67

In my .bashrc, I have a function called hello:

function hello() {
   echo "Hello, $1!"
}

I want to be able to invoke hello() from the shell as follows:

$ hello Lloyd

And get the output:

> Hello, Lloyd!

What's the trick?

(The real function I have in mind is more complicated, of course.)

EDIT: This is REALLY caused by a syntax error in the function, I think! :(

function coolness() {

    if[ [-z "$1"] -o [-z "$2"] ]; then
        echo "Usage: $0 [sub_package] [endpoint]";
        exit 1;
    fi
        echo "Hi!"

Data excerpts:
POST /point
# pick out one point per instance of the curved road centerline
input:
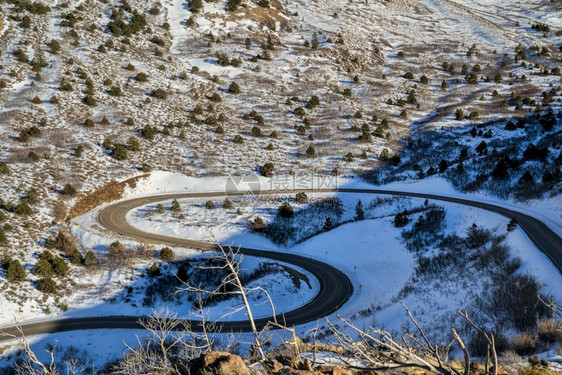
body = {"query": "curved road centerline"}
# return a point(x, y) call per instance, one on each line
point(335, 287)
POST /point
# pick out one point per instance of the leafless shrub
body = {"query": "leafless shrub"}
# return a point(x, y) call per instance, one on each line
point(119, 255)
point(145, 251)
point(524, 344)
point(60, 211)
point(549, 330)
point(65, 242)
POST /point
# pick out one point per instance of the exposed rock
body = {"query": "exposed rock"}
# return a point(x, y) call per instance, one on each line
point(341, 371)
point(289, 361)
point(219, 363)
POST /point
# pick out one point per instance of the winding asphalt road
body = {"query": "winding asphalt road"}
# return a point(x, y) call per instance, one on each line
point(335, 287)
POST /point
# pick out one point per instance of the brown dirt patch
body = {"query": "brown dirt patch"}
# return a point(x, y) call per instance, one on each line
point(111, 191)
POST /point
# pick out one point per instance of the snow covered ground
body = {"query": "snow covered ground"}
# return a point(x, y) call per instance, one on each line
point(371, 252)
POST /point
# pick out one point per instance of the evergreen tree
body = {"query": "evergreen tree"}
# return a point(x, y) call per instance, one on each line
point(89, 259)
point(15, 271)
point(76, 257)
point(47, 255)
point(195, 5)
point(23, 208)
point(175, 206)
point(60, 268)
point(328, 225)
point(43, 268)
point(167, 254)
point(227, 204)
point(234, 88)
point(154, 270)
point(359, 213)
point(512, 225)
point(314, 43)
point(310, 151)
point(285, 210)
point(301, 198)
point(401, 219)
point(47, 285)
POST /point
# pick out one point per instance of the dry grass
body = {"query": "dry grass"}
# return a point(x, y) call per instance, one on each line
point(549, 330)
point(108, 193)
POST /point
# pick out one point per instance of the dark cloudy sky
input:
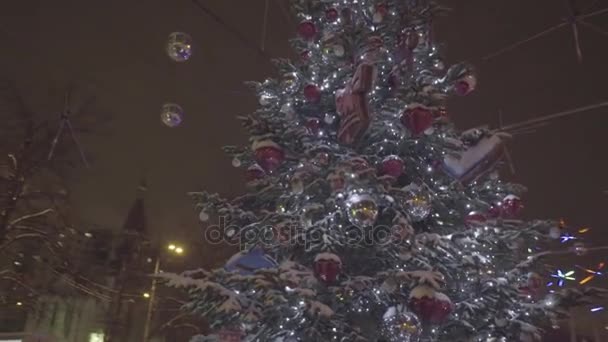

The problem:
According to the edit in the forum post about the bash function, what is really causing the problem?

Result below:
A syntax error in the function.